● PAGE EXTRACT:
"""
Anyway, he had a typically large mid-Victorian family; George junior was
the elder of two sons, and there were five daughters. George junior’s birth was registered in
Chelsea but the family moved around a lot, mostly in west London but they are
all missing from the 1871 census so I guess George’s obituary got it right when
it said he had been educated in France.
I can’t find George
junior on the 1881 census either but by 1888 he was back in England: he married
Emma Sarah Hills that year, in Fulham.
Emma Sarah Hills was 9 years older than George Wyatt Peachey and had
been married before. Her maiden name had
been Temple and she was the daughter of a corn chandler based in Brompton; she
had married Richard J Hills, who ran a cab firm, but he had died in 1882.
By 1891 George’s
father had retired to Eastbourne. On the
day of the 1891 census George and Emma Sarah were living at 26 Norroy Road
Wandsworth. George gave his profession
as “auctioneer’s clerk”, he had entered the same profession as his father. In 1901, however, he described himself to the
census taker as a “mercantile clerk, retd” and he doesn’t seem to have worked
again. I have tried to search for clues
as to what he was living on during the rest of his life but haven’t come up
with any answers. On official documents
he often described himself as “gentleman”; in his Will he called himself a
“company director” though he didn’t name the company, perhaps there was more
than one. I’ve concluded, cautiously,
that Emma Sarah had inherited money. Her
father died early in 1892. Shortly after
that Emma Sarah and George moved into the house her father had owned in Fulham:
Rose Villa, 82 Fulham Park Road. George
continued to live there until the late 1920s and gradually began to take a role
in the civic life of Fulham.
He began this move on
2 October 1902, by becoming a freemason, being initiated into Fulham Lodge
number 2512. You became a freemason by
being invited, and scrutinised by those who were already members, so Peachey must
have made acquaintances in Fulham who were prepared to recommend him. The Lodge held meetings on the first Thursday
of February, May, October and December; and the third Thursday of January,
April and November, so it was a serious commitment of time. The most important meeting was the May one,
where the hierarchy for the following twelve months took office. Peachey remained a member of the lodge until
his death, served as its master once (1918-19), joining its Royal Arch Chapter
(formed in 1911) and serving as the head of that once (1923).
The acquaintances
Peachey had who welcomed him as a freemason may have been in the local
Conservative party. My first siting of
George Wyatt Peachey in the local press in Fulham is a rather poignant one: the
Fulham Chronicle in January 1903 describes him playing Father Christmas
at a children’s party organised by South Fulham Constitutional Club at the
King’s Hall; afterwards Peachey became the centre of all the children’s
games. He had been married since 1888 so
he must have known long before 1903 that he would never have children
himself. He seems to have turned to his
sisters’ children, and was particularly close to Violet Whitelock, the only
child of his sister Mabel.
"""
● PROBLEMS TO SOLVE:
**a.** Update the passage on George Wyatt Peachey from "Anyway, he had" up to and including "educated in France.", replacing "Chelsea" with "Kensington".
**b.** Which census years are mentioned in the passage on George Wyatt Peachey? List all of them.

Entries from a pointing dataset
"""
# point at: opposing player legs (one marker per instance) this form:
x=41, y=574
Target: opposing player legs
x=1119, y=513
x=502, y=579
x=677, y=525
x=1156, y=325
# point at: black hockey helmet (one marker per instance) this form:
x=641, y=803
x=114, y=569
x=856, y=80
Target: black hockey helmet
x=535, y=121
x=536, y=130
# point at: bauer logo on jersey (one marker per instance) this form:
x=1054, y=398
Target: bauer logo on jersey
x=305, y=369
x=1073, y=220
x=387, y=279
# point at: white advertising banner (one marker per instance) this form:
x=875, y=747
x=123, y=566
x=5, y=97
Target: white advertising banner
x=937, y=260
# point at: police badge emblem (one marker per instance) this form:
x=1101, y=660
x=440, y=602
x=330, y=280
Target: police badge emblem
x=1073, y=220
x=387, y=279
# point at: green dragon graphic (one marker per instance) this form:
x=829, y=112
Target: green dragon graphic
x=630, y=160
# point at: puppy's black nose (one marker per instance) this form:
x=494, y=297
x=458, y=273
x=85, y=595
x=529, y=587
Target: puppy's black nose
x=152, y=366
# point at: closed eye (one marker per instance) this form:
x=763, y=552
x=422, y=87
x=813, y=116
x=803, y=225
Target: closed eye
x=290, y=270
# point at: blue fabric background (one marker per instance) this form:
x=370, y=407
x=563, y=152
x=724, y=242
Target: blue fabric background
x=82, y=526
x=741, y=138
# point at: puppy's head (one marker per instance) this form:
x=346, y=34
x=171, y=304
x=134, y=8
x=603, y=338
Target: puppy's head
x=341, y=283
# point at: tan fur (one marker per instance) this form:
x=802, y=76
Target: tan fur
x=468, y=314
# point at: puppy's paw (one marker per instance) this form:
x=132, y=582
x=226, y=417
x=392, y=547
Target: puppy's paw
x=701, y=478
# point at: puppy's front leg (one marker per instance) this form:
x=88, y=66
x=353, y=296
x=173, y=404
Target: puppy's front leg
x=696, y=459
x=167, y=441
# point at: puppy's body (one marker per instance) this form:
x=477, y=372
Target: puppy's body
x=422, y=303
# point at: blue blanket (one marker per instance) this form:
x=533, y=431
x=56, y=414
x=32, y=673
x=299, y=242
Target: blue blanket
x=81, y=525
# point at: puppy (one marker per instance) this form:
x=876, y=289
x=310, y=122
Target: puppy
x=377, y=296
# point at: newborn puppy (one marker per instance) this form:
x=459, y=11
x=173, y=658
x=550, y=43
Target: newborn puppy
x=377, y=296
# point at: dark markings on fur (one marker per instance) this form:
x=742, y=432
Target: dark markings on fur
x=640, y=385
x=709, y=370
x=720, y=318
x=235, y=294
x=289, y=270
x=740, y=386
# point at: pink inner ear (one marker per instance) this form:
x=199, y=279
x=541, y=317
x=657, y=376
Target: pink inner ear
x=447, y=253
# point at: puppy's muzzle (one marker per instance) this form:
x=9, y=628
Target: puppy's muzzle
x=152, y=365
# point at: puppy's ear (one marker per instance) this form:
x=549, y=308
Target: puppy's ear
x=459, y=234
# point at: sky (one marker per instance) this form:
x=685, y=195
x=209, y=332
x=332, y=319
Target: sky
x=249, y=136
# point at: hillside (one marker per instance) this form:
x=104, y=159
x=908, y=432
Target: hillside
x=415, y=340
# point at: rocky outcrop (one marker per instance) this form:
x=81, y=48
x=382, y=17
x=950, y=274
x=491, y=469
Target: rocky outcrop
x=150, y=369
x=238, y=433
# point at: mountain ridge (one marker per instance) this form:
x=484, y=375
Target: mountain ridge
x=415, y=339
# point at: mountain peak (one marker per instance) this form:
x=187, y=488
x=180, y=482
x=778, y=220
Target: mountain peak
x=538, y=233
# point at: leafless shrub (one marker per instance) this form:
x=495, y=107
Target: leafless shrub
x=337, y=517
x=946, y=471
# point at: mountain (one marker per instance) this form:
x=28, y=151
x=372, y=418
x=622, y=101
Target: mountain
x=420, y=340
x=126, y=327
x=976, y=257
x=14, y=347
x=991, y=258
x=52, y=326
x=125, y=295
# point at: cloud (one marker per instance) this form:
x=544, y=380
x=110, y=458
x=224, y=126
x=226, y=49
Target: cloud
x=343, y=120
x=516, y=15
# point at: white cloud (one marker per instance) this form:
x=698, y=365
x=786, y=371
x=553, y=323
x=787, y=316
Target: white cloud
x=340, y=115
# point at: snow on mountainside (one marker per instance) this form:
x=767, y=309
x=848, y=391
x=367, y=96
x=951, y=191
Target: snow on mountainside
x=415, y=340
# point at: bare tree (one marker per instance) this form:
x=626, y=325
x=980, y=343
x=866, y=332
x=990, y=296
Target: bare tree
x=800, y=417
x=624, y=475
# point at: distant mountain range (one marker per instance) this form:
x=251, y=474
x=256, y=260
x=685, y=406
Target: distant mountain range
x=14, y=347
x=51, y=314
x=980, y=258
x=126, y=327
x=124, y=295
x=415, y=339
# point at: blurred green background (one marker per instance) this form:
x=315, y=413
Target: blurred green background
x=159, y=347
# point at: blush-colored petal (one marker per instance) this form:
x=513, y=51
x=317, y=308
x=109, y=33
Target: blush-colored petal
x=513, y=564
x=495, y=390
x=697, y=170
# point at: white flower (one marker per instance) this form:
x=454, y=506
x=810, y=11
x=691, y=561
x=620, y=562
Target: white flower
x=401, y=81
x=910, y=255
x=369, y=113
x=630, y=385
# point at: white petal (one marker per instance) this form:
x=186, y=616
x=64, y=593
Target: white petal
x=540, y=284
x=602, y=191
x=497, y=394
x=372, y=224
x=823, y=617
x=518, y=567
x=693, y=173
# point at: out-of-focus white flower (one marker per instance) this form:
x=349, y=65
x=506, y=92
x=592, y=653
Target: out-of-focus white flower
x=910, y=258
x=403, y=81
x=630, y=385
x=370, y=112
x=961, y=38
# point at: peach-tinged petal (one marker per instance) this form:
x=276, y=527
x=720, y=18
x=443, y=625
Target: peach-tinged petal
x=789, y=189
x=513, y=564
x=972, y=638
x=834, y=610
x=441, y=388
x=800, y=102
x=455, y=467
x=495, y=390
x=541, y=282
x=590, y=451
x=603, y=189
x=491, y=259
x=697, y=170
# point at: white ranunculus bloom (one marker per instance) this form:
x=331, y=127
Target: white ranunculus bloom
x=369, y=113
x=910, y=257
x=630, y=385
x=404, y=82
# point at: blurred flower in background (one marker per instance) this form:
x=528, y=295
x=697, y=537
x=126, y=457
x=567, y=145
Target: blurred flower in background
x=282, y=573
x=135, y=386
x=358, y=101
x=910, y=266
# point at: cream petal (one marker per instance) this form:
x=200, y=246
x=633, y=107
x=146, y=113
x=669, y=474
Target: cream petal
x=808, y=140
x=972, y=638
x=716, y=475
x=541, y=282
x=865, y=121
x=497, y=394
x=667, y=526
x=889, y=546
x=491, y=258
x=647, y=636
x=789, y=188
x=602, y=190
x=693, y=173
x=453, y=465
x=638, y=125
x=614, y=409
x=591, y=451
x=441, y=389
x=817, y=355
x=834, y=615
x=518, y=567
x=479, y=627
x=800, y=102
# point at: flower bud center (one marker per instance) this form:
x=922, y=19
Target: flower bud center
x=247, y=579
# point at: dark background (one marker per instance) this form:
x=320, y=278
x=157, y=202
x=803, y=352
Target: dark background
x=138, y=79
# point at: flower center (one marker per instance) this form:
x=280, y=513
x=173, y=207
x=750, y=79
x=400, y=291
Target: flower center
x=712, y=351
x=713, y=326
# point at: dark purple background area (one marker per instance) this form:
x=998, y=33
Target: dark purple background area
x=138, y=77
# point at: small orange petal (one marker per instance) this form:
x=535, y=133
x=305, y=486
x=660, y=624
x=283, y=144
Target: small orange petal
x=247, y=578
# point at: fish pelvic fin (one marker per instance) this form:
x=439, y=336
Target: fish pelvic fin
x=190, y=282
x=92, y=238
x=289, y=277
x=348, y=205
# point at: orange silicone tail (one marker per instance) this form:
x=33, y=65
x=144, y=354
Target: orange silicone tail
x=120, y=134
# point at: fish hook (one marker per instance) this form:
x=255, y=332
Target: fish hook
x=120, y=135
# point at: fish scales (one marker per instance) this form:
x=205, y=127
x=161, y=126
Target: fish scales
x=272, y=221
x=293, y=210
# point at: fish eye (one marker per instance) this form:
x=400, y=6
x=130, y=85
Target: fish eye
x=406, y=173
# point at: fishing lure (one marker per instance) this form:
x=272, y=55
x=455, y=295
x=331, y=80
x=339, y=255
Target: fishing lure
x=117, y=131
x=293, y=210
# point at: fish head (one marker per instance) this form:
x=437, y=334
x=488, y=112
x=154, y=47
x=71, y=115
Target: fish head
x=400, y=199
"""
● RESPONSES IN ORDER:
**a.**
Anyway, he had a typically large mid-Victorian family; George junior was
the elder of two sons, and there were five daughters. George junior’s birth was registered in
Kensington but the family moved around a lot, mostly in west London but they are
all missing from the 1871 census so I guess George’s obituary got it right when
it said he had been educated in France.

**b.** 1871, 1881, 1891, 1901